Listed records:
= Beginning of Section =
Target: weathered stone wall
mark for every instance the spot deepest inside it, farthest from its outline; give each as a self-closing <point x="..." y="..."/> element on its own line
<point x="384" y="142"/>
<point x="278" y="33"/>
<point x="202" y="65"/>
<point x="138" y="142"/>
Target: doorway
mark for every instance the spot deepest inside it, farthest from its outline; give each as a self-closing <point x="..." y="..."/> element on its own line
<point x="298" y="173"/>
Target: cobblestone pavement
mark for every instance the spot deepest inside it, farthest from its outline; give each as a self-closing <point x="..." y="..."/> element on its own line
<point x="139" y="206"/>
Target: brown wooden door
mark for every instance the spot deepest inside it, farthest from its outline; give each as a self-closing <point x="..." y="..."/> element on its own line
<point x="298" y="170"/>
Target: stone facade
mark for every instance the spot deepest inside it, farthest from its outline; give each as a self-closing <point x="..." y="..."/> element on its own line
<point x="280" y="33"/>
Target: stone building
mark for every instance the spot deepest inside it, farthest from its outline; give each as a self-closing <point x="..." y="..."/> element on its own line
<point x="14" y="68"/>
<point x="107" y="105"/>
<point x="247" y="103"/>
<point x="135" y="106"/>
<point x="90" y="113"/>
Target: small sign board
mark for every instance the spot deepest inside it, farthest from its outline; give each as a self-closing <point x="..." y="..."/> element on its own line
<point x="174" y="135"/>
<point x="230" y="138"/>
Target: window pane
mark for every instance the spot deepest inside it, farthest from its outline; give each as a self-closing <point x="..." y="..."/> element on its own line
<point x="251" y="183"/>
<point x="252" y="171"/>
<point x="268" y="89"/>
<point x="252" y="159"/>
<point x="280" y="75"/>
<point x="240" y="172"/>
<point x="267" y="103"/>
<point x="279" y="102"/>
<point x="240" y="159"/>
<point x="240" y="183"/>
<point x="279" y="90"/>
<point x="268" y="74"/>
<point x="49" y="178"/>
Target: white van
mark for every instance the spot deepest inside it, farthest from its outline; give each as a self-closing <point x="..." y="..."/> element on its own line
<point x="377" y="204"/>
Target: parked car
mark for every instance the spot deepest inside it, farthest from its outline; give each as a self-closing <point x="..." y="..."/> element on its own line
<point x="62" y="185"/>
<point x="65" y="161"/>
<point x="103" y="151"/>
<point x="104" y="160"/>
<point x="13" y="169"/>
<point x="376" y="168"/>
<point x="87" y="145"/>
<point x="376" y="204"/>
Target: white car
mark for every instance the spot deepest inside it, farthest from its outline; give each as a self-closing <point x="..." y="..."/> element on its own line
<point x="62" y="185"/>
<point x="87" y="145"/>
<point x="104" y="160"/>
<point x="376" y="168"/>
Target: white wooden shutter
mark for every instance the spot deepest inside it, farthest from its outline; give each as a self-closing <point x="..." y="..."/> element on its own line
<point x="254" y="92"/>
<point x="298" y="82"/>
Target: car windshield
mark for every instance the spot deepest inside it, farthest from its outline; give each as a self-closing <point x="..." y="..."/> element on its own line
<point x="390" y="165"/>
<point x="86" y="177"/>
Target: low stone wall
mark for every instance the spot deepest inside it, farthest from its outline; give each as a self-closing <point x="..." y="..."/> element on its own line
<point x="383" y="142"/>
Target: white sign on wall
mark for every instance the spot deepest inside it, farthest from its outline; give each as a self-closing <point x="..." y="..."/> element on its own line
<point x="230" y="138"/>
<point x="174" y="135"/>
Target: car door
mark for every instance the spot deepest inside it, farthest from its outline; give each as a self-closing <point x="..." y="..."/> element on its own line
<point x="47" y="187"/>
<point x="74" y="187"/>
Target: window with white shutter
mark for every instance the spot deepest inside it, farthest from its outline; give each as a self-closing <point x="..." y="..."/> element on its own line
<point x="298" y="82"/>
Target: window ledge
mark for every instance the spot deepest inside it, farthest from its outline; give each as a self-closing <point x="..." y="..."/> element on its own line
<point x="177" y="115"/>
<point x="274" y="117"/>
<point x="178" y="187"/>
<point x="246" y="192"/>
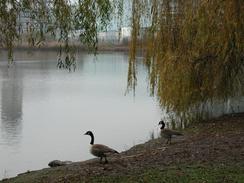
= End of Section =
What the exercise asks:
Once you have checked each line above for the string "wooden", state how many lines contain it and add nothing more.

Answer to this exercise:
2